Can you carry the Singapore travel account forward, picking up right after its last sentence about the hike and the canal-side trail?

- Reading passage:

* BEGIN *

We roamed the streets to see around. There are quite a few places in the neighborhood like the Sri Veeramakaliamman Temple and Sri Srinivasa Perumal Temple of Hindu tradition, Abdul Gafoor Mosque that dates back to 1859, Leong San See Temple, House of Tan Teng Niah-a rainbow coloured 2-storey last surviving Chinese villa in the Little India community, Tekka market-a hawker centre that sells low priced street food and household goods, religious stuffs, Mustafa Centre – a 24 hour shopping plaza that offers designer products, Jewelry, electronics, fabrics, souvenirs, perfumes, grocery items at competitive prices. Also for food lovers if you would like taste some lip-smacking Indian food from varied cuisines then places like Delhi 6, Mustard, Jaggi’s Northern Indian Cuisine, Khansama, Gokul Vegetarian Restaurant, Indian Express and many others are lined together beside the Race course road.
How to Reach: Little India MRT station is stone’s throw away from the locality. Also easily walkable from Farrer Park or Rochor MRT stations. Take Exit E on Little India station. Upon exit to Race course road, turn right and you will see the vibrant buildings of Little India. Conveniently located in a prime district and can be reached through buses 23, 48, 56, 57, 64, 65, 66, 131, 139, 147, 166, 170
Punggol Waterway Park – The less explored path for a great start or just the place to unwind
While planning for the trip, we were searching for some offbeat places within Singapore that wouldn’t be bustling with tourists. Some places where we could connect to the city and feel it’s vibes from a different perspective. Two such places that made to the list of our prospective itinerary was Macritchie Treetop Walk and Punggol Waterway Park. First one is a hike through a nature reserve while the second one with a trail among a urban township developed beside a man-made canal.

* END *

- Dataset extract:
* BEGIN *

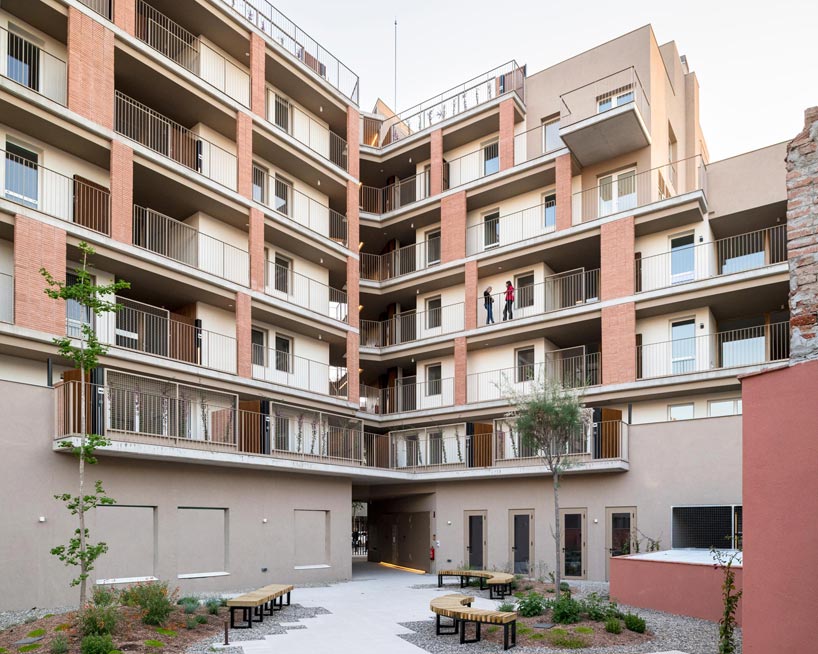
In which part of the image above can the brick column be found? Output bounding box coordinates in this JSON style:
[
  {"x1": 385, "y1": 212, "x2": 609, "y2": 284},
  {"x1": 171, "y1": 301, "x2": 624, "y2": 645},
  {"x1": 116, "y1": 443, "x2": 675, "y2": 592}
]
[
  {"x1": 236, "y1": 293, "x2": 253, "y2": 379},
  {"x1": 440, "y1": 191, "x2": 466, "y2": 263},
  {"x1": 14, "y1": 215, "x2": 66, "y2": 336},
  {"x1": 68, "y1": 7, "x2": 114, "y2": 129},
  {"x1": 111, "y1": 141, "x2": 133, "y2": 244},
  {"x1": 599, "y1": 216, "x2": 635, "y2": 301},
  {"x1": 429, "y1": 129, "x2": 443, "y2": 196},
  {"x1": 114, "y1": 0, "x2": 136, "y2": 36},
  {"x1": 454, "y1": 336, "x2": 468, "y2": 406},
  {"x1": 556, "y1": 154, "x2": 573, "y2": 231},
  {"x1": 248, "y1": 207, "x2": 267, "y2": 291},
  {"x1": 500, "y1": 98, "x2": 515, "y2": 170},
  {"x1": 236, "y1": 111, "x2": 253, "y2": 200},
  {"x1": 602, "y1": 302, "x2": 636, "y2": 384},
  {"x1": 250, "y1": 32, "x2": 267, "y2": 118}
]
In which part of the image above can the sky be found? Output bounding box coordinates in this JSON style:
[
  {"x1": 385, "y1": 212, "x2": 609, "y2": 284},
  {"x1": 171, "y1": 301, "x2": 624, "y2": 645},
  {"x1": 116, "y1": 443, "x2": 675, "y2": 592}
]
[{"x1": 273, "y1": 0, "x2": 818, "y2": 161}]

* END *
* BEGIN *

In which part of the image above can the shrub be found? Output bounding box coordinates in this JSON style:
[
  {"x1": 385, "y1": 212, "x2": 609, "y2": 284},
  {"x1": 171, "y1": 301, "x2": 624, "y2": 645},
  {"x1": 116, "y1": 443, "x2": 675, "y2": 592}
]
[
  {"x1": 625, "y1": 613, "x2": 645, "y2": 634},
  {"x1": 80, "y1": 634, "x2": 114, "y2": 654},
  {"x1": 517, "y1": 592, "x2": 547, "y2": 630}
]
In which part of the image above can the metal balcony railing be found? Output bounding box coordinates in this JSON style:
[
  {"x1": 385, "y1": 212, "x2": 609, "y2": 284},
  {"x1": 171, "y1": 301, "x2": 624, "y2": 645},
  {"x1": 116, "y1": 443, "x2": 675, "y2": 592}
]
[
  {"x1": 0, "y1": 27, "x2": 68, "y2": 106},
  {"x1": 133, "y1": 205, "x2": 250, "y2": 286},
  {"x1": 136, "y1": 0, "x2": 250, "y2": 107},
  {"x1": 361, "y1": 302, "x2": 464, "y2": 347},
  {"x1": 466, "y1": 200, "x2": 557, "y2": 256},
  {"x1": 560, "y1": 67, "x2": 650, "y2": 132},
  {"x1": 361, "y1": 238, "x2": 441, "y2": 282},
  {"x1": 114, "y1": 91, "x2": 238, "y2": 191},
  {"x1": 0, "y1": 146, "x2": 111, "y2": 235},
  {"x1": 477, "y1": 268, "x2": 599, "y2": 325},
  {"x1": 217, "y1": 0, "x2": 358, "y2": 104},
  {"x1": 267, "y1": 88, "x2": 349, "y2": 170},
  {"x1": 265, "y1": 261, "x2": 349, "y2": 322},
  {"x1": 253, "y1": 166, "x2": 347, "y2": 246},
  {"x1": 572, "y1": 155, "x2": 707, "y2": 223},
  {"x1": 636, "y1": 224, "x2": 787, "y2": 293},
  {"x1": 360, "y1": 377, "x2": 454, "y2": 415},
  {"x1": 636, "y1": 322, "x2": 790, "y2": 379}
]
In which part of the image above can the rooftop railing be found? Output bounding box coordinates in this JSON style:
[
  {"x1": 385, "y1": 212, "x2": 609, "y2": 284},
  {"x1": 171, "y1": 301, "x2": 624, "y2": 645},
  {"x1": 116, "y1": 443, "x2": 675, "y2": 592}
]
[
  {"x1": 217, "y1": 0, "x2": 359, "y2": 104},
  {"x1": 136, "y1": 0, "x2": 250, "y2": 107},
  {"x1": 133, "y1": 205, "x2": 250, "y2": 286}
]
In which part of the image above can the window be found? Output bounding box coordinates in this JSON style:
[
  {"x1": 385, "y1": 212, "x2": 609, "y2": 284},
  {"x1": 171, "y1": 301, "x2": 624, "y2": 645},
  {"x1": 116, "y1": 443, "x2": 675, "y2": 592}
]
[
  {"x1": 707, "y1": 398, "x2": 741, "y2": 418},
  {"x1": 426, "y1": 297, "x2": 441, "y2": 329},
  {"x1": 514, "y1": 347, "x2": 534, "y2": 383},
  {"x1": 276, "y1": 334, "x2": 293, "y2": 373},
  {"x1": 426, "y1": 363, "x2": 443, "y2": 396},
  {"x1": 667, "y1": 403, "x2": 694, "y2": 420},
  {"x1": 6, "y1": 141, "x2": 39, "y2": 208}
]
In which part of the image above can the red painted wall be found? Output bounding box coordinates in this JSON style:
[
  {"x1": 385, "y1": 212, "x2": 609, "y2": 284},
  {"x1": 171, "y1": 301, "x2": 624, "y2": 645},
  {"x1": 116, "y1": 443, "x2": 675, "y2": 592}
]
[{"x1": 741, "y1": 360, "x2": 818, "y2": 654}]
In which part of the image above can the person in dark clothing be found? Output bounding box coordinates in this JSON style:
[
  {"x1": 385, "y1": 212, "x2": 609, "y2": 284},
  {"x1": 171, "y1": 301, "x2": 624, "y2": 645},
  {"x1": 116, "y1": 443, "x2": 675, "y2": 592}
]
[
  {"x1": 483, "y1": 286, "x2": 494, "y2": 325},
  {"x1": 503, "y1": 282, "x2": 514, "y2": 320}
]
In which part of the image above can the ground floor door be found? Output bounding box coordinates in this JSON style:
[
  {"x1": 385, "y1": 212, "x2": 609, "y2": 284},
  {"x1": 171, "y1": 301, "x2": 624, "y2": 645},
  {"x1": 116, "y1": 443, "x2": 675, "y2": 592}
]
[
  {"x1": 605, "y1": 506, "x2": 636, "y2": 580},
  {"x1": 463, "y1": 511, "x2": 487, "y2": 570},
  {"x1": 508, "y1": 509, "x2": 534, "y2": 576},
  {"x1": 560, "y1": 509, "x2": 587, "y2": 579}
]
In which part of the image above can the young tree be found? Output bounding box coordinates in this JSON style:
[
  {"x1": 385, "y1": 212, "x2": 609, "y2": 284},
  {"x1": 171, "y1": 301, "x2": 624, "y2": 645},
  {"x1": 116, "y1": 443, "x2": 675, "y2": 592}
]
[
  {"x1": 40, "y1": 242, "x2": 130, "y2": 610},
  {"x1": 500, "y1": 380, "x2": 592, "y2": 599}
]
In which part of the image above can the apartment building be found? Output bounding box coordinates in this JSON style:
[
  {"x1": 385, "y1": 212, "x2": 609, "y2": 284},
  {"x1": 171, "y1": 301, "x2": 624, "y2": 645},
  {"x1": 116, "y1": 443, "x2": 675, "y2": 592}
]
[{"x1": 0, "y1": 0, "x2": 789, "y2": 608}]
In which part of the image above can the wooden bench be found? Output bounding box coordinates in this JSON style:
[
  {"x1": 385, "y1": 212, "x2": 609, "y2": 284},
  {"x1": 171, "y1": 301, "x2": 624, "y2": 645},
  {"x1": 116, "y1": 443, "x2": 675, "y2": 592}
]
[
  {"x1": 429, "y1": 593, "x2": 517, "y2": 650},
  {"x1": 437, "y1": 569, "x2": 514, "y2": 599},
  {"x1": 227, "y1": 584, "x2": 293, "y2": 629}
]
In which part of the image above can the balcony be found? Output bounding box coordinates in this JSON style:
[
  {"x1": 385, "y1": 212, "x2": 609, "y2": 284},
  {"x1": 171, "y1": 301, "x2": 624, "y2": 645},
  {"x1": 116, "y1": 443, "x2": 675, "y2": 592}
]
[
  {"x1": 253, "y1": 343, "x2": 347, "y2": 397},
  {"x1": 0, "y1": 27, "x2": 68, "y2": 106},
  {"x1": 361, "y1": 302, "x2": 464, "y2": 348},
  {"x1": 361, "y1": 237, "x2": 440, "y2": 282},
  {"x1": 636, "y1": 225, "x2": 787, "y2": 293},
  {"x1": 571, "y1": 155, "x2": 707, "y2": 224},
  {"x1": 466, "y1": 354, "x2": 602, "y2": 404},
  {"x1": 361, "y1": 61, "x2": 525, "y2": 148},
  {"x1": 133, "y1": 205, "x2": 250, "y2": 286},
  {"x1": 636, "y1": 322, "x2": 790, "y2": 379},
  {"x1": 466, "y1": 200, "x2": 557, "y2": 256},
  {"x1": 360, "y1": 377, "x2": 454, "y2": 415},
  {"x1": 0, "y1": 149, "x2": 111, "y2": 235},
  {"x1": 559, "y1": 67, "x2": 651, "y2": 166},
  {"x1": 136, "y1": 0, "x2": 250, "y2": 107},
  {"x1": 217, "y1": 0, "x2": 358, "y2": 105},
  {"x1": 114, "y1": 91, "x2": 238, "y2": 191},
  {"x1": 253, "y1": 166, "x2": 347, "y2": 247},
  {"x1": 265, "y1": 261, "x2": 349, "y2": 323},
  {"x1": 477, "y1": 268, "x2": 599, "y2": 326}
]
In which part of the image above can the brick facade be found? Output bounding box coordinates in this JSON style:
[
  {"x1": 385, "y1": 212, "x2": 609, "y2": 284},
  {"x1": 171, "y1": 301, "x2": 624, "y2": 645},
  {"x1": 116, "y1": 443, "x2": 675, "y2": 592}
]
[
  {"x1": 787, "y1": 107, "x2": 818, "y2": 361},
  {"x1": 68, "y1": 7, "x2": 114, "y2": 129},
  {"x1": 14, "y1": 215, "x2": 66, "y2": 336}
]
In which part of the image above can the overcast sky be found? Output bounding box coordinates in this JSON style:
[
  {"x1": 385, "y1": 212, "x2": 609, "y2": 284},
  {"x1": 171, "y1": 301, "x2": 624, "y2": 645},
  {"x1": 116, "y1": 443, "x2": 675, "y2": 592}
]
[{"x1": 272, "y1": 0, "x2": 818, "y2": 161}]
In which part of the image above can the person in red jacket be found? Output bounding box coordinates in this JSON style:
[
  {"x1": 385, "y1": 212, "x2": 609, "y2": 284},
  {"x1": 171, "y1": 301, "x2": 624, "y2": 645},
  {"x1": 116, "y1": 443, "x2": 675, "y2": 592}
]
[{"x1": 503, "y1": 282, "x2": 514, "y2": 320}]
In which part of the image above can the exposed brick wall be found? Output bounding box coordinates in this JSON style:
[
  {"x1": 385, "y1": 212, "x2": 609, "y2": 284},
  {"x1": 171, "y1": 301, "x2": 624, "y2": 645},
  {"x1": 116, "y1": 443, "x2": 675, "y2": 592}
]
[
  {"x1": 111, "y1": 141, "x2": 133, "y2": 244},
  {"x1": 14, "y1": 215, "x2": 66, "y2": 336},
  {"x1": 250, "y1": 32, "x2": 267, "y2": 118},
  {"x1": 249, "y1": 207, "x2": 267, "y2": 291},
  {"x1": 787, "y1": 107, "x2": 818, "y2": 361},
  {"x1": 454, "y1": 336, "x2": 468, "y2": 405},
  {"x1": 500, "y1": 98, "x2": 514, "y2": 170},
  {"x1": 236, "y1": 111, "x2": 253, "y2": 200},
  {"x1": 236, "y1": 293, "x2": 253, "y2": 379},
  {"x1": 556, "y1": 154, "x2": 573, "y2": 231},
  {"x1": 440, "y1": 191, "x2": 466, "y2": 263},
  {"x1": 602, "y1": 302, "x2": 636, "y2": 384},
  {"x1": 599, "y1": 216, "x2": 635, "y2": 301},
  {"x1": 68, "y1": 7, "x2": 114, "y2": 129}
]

* END *

- Written response:
On our third day after exploring Little India, we had good enough time in hand to visit the Punngol park. The waterway beside Punggol is Singapore’s longest man-made canal. The area which has history of more than 200 years was once a rural agricultural land populated by Malays. As time passed, the government and housing development authorities took up a project of turning the area into a waterfront town. The whole park is now 12.25 hectares and segmented into four different themes: Nature Cove – to sit around, carry out leisure activities, enjoy the spectacular waterfront scenery, Recreation zone – for families to enjoy fun activities, Heritage zone – old Punggol road with mature trees and vegetation along the way, Green Gallery – for visitors to enjoy a nature stroll in the conserved park area and admire the flora and fauna in the park.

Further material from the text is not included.